*TESTO DEL DOCUMENTO*:
----------------------------------------

VARIE 7/9/2015, 7 settembre 2015
APPUNTI PER GAZZETTA - CHE SUCCEDE IN SIRIA
REPUBBLICA.IT
RENZI A PORTA A PORTA
Siria e Stato islamico. A seguire, l’annuncio: "In Siria l’Italia non partecipa a iniziative come quelle che Francia e Inghilterra hanno annunciato di studiare. Serve un progetto della comunità internazionale a lungo termine: un intervento spot serve o non serve".
HOLLANDE
PARIGI - La Francia invierà aerei militari in Siria. "Ho chiesto al ministro della Difesa di organizzare da domani voli di ricognizione sulla Siria, in vista di eventuali raid contro lo Stato islamico", ha detto il presidente francese François Hollande nel tradizionale incontro semestrale con la stampa.
"In Siria - ha detto Hollande davanti a circa 300 giornalisti - vogliamo sapere cosa si prepara contro di noi e cosa si fa contro la popolazione siriana. Per questo ho deciso di inviare questi aerei, in coordinamento con la coalizione". Il presidente ha escluso l’ipotesi di un intervento di terra delle truppe francesi perchè "sarebbe non conseguente e irrealista" , ha precisato il capo dell’Eliseo. "Significherebbe - ha aggiunto - trasformare un’operazione in una forza d’occupazione".
"Assad deve andar via". Poi il presidente ha rimarcato la sua posizione ostile al regime di Assad: "In Siria serve una soluzione, ma non può essere il mantenimento di Bashar al-Assad al potere". "Bashar al Assad ha sparato sul suo popolo, ha usato armi chimiche, è lui che ha rifiutato ogni discussione", ha continuato Hollande.
Migranti. Il presidente ha fatto il punto anche sulla situazione in Europa. Holland ha annunciato un viaggio in Libano per visitare i campi rifugiati e incontrare le autorità politiche locali. Ha sottolineato che la Francia accoglierà 60.000 richiedenti asilo nel 2015, secondo il piano che proporrà la Commissione Europea.
Iran: "Is dispone di centomila miliziani". Per il consigliere della Guida suprema per gli affari militari iraniani, Yahya Rahim Safavi, sono circa 100 mila gli uomini dell’Is che combattono nella regione occidentale dell’Asia prevalentemente Iraq e Siria - fra cui 5000 ceceni, pagati con un salario mensile di 200 dollari. Sono le stime del consigliere della Guida suprema per gli affari militari, gen. Yahya Rahim Safavi.Secondo Safavi, già comandante delle Guardie della rivoluzione, gli Usa sono responsabili della diffusione dell’Is nell’area.

----------------------------------------

*ELENCO DELLE RIGHE*:
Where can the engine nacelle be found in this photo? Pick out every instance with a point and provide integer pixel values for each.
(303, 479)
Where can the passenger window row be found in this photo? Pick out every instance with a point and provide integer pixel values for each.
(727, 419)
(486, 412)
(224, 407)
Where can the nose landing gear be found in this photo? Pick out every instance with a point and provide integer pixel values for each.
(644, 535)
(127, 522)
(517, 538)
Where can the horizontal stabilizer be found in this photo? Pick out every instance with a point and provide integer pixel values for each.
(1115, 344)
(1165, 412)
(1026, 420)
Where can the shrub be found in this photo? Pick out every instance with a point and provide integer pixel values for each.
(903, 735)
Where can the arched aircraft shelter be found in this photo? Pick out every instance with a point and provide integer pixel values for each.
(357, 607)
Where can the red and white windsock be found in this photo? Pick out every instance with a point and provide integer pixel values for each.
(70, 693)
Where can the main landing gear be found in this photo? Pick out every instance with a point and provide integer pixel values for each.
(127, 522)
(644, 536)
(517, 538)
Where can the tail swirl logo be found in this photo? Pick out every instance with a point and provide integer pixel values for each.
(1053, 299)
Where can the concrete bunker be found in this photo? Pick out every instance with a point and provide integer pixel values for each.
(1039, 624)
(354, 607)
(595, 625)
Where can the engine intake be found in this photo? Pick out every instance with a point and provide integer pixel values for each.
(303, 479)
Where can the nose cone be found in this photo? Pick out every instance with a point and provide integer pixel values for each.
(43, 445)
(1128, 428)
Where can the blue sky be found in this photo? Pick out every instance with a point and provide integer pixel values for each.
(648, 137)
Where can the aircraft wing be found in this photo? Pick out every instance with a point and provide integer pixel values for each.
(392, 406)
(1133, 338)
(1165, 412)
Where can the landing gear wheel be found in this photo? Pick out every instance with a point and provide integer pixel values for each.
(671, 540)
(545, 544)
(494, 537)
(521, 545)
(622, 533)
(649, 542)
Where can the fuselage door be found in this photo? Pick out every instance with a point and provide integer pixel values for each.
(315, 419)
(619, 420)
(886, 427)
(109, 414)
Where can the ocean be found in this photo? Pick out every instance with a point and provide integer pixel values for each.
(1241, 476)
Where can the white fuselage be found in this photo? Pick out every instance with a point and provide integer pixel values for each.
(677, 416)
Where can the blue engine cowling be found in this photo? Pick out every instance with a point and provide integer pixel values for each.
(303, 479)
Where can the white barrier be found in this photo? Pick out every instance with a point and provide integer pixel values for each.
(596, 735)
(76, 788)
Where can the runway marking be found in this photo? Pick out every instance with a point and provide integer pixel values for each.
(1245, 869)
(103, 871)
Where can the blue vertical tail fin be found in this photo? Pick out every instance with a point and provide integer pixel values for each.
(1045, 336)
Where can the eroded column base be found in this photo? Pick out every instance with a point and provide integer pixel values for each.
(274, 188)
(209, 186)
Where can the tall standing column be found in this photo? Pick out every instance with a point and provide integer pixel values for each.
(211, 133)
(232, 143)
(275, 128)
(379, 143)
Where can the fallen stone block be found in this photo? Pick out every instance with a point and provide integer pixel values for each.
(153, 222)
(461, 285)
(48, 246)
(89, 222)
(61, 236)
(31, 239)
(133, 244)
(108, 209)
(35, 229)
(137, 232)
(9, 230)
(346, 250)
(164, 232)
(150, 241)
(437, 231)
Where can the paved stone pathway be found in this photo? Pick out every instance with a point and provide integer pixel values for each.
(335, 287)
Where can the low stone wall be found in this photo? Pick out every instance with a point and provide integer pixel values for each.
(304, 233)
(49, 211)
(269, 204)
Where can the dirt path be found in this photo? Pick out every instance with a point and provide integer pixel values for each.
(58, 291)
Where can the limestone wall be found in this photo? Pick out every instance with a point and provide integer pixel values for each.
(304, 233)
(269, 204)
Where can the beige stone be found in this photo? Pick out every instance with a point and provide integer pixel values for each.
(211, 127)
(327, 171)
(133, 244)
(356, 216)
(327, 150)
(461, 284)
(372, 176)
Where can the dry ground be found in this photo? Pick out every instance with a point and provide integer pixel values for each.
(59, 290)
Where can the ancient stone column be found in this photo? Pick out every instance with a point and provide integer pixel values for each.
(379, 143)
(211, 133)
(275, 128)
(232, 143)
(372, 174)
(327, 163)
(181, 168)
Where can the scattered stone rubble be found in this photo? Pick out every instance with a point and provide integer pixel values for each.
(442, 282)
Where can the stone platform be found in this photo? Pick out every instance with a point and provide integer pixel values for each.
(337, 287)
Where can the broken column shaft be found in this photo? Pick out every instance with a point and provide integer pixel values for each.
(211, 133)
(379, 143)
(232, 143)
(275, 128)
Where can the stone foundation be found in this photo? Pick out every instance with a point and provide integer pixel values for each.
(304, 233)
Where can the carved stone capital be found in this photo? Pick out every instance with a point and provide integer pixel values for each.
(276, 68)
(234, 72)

----------------------------------------

*CONSEGNA*: Prosegui gli appunti sulla Siria a partire dall'ultima frase riportata. Le righe sono materiale a sé, distinto dagli appunti sulla Siria.

*SOLUZIONE*:
Ieri - in una conferenza stampa con il suo collega ceco - il ministro degli Esteri iraniano Javad Zarif ha sottolineato che l’Iran combatte sempre contro la violenza e il terrorismo, ma purtroppo le politiche Usa hanno aggravato la situazione nella regione ed i loro alleati sostengono l’estremismo in modo diretto o indiretto. Rivolgendosi al segretario di stato Usa John Kerry, riferisce l’Irba, Zarif lo ha invitato a non parlare per venire incontro alle richieste di gruppi di pressione politica, ma di comprendere la vera realtà della regione e di agire in modo da non crearvi ulteriore caos
LASTAMPA.IT
Guerra aperta fra Turchia e guerriglia curda, più aerei di Paesi arabi nelle operazioni contro Isis e tecnologia satellitare americana per i jet sauditi: il conflitto in Siria-Iraq contro lo Stato Islamico si espande e vede un maggior coinvolgimento degli Stati della regione in coincidenza con la decisione di Parigi di iniziare i voli di ricognizione sulla Siria e con la scelta di Mosca di inviare propri contingente di truppe a sostegno del regime di Bashar Assad.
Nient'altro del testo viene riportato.